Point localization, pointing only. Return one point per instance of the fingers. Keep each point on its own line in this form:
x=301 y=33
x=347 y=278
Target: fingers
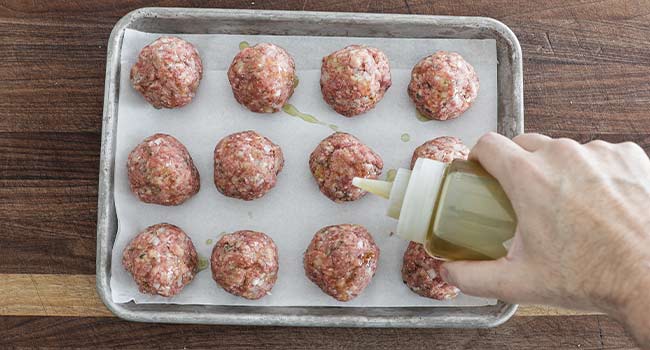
x=488 y=279
x=499 y=156
x=531 y=142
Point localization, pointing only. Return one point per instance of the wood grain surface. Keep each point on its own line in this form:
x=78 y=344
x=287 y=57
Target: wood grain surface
x=587 y=73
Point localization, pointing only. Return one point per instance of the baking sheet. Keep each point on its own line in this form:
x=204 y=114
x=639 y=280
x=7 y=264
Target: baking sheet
x=295 y=209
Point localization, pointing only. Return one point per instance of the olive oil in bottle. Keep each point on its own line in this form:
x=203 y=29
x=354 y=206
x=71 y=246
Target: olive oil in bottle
x=457 y=210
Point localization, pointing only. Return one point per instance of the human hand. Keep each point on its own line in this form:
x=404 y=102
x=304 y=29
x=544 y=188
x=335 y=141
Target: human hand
x=583 y=234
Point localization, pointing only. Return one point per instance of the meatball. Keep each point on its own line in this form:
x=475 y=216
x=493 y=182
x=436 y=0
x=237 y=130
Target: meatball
x=341 y=260
x=443 y=85
x=246 y=165
x=354 y=79
x=337 y=160
x=161 y=259
x=245 y=263
x=443 y=149
x=421 y=273
x=167 y=72
x=262 y=77
x=161 y=171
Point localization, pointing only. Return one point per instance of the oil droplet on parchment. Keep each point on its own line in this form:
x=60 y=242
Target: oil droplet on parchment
x=294 y=112
x=203 y=263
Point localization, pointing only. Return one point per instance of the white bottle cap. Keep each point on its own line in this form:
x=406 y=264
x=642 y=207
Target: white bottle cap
x=420 y=199
x=412 y=197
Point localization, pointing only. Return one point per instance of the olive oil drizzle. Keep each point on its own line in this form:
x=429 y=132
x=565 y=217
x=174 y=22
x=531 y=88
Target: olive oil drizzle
x=294 y=112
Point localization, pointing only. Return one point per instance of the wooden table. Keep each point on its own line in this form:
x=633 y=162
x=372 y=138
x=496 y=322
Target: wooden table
x=587 y=76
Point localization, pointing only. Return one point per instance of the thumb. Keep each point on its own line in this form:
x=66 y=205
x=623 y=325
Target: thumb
x=489 y=279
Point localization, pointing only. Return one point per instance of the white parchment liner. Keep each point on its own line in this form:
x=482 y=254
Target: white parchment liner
x=294 y=210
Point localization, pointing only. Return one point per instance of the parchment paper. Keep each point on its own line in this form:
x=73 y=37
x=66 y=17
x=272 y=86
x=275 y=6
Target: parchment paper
x=295 y=209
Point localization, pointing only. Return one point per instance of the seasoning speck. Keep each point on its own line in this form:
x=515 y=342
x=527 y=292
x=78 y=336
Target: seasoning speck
x=203 y=263
x=421 y=117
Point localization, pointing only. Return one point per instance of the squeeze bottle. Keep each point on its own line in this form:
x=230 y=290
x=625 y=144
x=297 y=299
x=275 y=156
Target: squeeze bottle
x=456 y=210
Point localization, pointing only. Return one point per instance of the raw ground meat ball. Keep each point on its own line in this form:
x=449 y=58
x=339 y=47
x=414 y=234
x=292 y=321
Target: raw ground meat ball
x=245 y=263
x=421 y=273
x=246 y=165
x=161 y=259
x=337 y=160
x=262 y=77
x=167 y=72
x=443 y=149
x=354 y=79
x=341 y=260
x=443 y=85
x=161 y=171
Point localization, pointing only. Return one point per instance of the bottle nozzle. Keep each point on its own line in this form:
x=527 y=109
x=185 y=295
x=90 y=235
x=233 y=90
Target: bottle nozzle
x=378 y=187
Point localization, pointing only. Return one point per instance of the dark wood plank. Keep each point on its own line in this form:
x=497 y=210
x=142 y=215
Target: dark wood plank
x=586 y=66
x=563 y=332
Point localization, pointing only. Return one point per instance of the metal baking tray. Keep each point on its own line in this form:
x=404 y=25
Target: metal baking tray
x=200 y=21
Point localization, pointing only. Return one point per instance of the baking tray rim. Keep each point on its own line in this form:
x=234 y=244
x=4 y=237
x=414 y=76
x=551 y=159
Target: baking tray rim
x=105 y=195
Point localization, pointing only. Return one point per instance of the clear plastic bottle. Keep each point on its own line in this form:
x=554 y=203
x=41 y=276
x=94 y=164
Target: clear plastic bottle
x=457 y=210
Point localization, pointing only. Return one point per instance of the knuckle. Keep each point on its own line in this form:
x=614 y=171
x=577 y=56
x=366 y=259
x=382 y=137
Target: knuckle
x=488 y=138
x=520 y=163
x=599 y=144
x=567 y=148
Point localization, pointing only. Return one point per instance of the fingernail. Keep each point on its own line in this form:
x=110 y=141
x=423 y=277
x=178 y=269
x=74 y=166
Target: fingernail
x=444 y=274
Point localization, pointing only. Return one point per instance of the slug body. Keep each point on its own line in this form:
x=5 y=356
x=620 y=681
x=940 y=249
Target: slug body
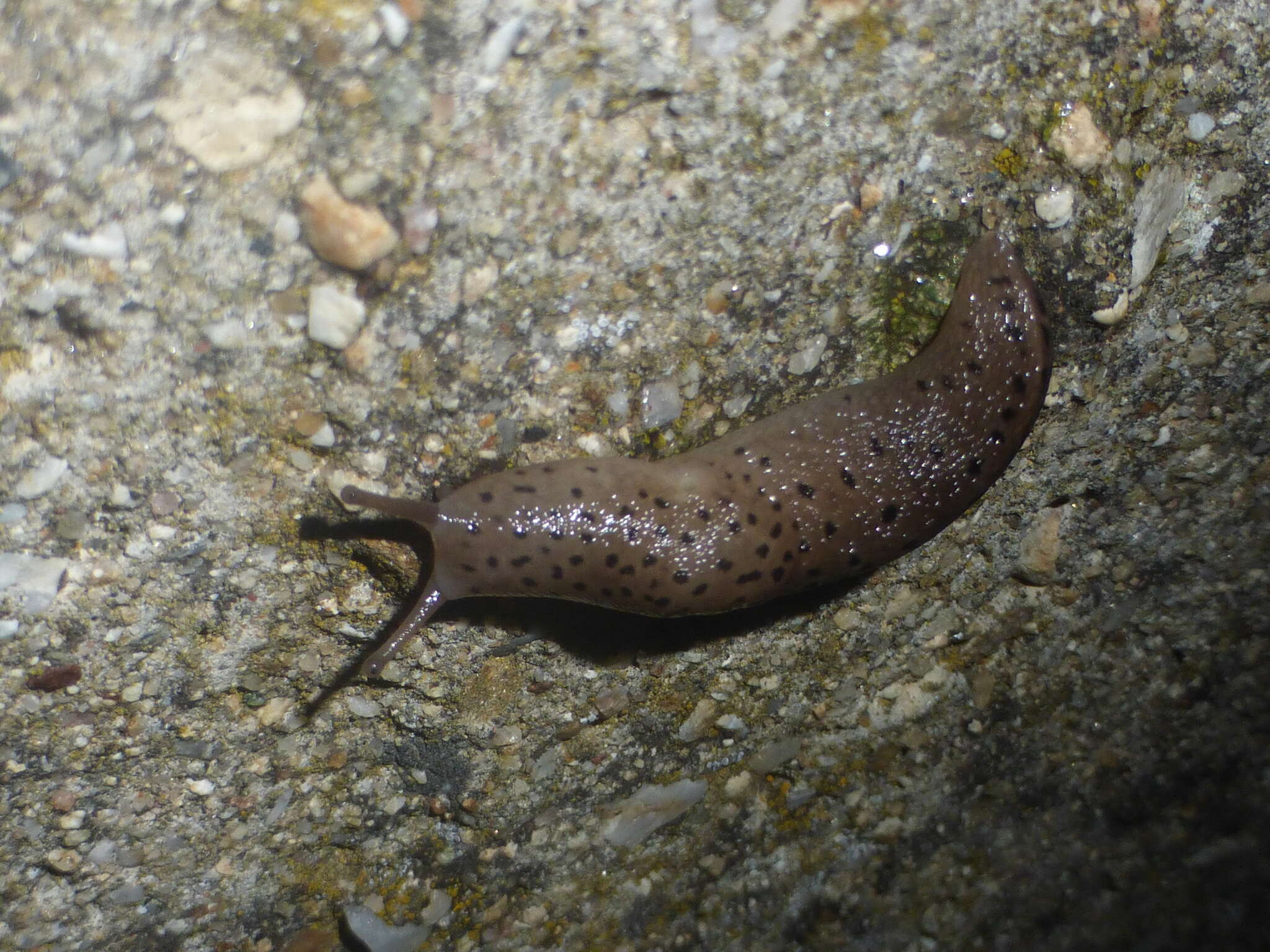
x=819 y=491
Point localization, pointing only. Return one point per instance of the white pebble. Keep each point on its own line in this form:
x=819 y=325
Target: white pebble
x=362 y=706
x=334 y=318
x=109 y=242
x=1198 y=126
x=172 y=215
x=1054 y=207
x=286 y=229
x=324 y=437
x=37 y=482
x=397 y=27
x=659 y=404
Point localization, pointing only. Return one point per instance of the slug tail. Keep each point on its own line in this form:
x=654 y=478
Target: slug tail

# Task instructions
Your copy of the entries must be exact and must contain no pictures.

# Output below
Point localization, pointing only. Return one point per instance of the fingers. Keep each point on its own line in this form:
x=301 y=33
x=347 y=278
Target: fingers
x=488 y=279
x=499 y=156
x=531 y=142
Point localization, pointing only. Return one point per instance of the wood grain surface. Keep each point on its own line in this form:
x=78 y=344
x=287 y=57
Target: wood grain surface
x=587 y=73
Point localization, pointing only. Return one point per instance of the baking sheet. Keep each point on its own line in this form:
x=204 y=114
x=639 y=280
x=7 y=264
Target: baking sheet
x=295 y=209
Point localization, pointing only. Return one point per instance of the olive oil in bottle. Keep each point on its own line in this form:
x=203 y=29
x=354 y=206
x=71 y=246
Target: olive oil in bottle
x=457 y=210
Point localization, pointing only. Return one point per instance of the human hand. Keep each point on its own line in this form:
x=404 y=102
x=304 y=29
x=544 y=188
x=335 y=141
Target: human hand
x=583 y=234
Point localization, pointing only. Return one point per instance of the meatball. Keep each point on its own line in this form:
x=475 y=216
x=493 y=182
x=436 y=0
x=237 y=130
Target: meatball
x=341 y=260
x=443 y=85
x=246 y=165
x=354 y=79
x=337 y=160
x=161 y=259
x=245 y=263
x=443 y=149
x=421 y=273
x=167 y=72
x=262 y=77
x=161 y=171
Point localization, pointing only. Return one point per instance of the oil droplet on parchment. Keep each point on its own line in this form:
x=60 y=242
Target: oil droplet on parchment
x=294 y=112
x=203 y=263
Point localization, pointing only. Return one point per instance of the white bottle cap. Keep each point on its own line in this form:
x=406 y=264
x=642 y=207
Target: white bottle cap
x=420 y=199
x=412 y=197
Point localization, pointing only. Return one point per instance of the olive oil drizzle. Keep each point on its own line in this form:
x=429 y=132
x=565 y=217
x=174 y=22
x=531 y=88
Target: olive oil drizzle
x=294 y=112
Point localization, pointing only. Return one point per instance of the wooden table. Keep each point on its own line in this form:
x=633 y=162
x=372 y=138
x=496 y=322
Target: wooden table
x=587 y=76
Point localization, pointing only. Return one point per instance of the thumb. Keep each point on its own line in this form:
x=66 y=205
x=623 y=325
Target: thumb
x=489 y=279
Point localization, pointing only. Return one point per instance of the white parchment liner. Keep each point on its own line in this form:
x=482 y=254
Target: white parchment liner
x=294 y=210
Point localization, pointing only. Return one point per instance of the parchment paper. Keep each point on its own line in this form:
x=73 y=37
x=66 y=17
x=272 y=86
x=275 y=6
Target: parchment paper
x=295 y=209
Point localization, pointing only. Return one point per instance of the seasoning speck. Keep each point on its own line in this form:
x=515 y=342
x=527 y=292
x=78 y=336
Target: seasoning speck
x=203 y=263
x=421 y=117
Point localization, pointing only. Return one point per instance of the squeeze bottle. Keep each point on its own line in this form:
x=230 y=290
x=625 y=144
x=297 y=299
x=275 y=156
Target: squeeze bottle
x=456 y=210
Point localization, pointing only. Return one point per instance of the raw ground meat ball. Keep each point on its own line in this form:
x=449 y=58
x=339 y=47
x=414 y=234
x=292 y=321
Target: raw ground meat ball
x=245 y=263
x=421 y=273
x=246 y=165
x=161 y=259
x=337 y=160
x=262 y=77
x=167 y=72
x=443 y=149
x=354 y=79
x=341 y=260
x=443 y=85
x=161 y=171
Point localization, pointing only. Return one point per instance of the bottle nozzle. Keep each point on its own line in this form:
x=527 y=109
x=185 y=295
x=90 y=235
x=233 y=90
Target: bottle nozzle
x=378 y=187
Point localization, pointing only. Return one point per instance of the dark wood plank. Keep each point on its own line in this form:
x=497 y=210
x=142 y=215
Target: dark wood plank
x=586 y=66
x=563 y=332
Point localization, pointing only. Return one point per instance of the metal baking tray. Keep each point on its own line in this form:
x=404 y=25
Target: metal baking tray
x=200 y=21
Point localization, pointing only. Return one point per instance of the baking tray rim. Keep each point on its own line in this form:
x=234 y=244
x=4 y=237
x=414 y=76
x=551 y=159
Target: baking tray rim
x=105 y=195
Point localization, pointing only. Return one point per instance of the clear plastic bottle. Keep each point on its own line in this form:
x=554 y=203
x=41 y=276
x=94 y=164
Target: clear plastic bottle
x=457 y=210
Point localization, pointing only. Return one point per instance of the knuckle. Keep each point on its own line in this form:
x=614 y=171
x=577 y=56
x=366 y=259
x=382 y=137
Target: knuckle
x=488 y=138
x=520 y=163
x=599 y=144
x=567 y=148
Point localization, pointing only. Return one point per instance of the fingernail. Keep each point on its own line in this form:
x=110 y=141
x=423 y=277
x=178 y=269
x=74 y=166
Target: fingernail
x=444 y=274
Point localization, pointing only. Return one point per instance of the slug body. Keep each point on its own line in this form:
x=5 y=356
x=620 y=681
x=940 y=249
Target: slug body
x=819 y=491
Point localization, pointing only. Return one point per instance of the white pebble. Keep each point on its own line in this form:
x=819 y=325
Target: white pebble
x=362 y=706
x=334 y=318
x=109 y=242
x=1198 y=126
x=172 y=215
x=1054 y=207
x=286 y=229
x=324 y=437
x=37 y=482
x=397 y=27
x=659 y=404
Point localization, pointing only. Return one point per instance of the slug tail. Keep each point on its own line in this form:
x=654 y=478
Target: slug tail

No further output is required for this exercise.